:: Record list ::
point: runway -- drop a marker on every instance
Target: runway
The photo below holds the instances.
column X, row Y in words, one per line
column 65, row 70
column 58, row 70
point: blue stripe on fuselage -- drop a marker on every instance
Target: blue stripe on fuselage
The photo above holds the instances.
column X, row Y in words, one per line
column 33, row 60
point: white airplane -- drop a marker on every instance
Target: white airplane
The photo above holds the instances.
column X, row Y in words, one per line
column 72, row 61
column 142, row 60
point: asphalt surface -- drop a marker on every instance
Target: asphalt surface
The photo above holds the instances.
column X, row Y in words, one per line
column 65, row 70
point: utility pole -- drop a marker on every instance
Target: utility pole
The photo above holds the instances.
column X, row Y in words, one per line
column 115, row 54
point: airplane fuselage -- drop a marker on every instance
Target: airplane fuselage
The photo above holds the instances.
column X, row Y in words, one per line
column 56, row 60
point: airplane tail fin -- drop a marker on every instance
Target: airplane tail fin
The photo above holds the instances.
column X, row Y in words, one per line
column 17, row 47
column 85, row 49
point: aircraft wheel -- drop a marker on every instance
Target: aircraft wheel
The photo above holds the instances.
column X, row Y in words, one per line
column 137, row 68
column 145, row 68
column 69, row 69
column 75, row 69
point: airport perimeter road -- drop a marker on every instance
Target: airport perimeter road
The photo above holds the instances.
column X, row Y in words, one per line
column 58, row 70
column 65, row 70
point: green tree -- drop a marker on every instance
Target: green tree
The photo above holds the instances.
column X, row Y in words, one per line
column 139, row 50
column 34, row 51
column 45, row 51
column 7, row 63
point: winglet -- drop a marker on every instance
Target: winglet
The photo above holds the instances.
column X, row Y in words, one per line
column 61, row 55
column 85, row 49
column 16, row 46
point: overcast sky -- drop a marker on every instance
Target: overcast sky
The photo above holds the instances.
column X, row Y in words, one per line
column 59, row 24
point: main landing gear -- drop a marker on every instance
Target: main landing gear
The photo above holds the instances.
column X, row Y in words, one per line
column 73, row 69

:: Requirement ::
Rewrite the material from its first line through the line with "column 142, row 60", replacing "white airplane" with "white aircraft" and leaving everything else as it is. Give only those lines.

:: The completed task ::
point: runway -- drop a marker on every instance
Target: runway
The photo below holds the instances.
column X, row Y in words, one per line
column 65, row 70
column 58, row 70
point: blue stripe on fuselage -- drop a marker on every instance
Target: blue stripe on fuselage
The photo above holds the instances.
column X, row Y in words, one per line
column 33, row 60
point: white aircraft -- drop a marker on every instance
Target: white aircraft
The photo above holds the instances.
column X, row Y in words, one per line
column 72, row 61
column 142, row 60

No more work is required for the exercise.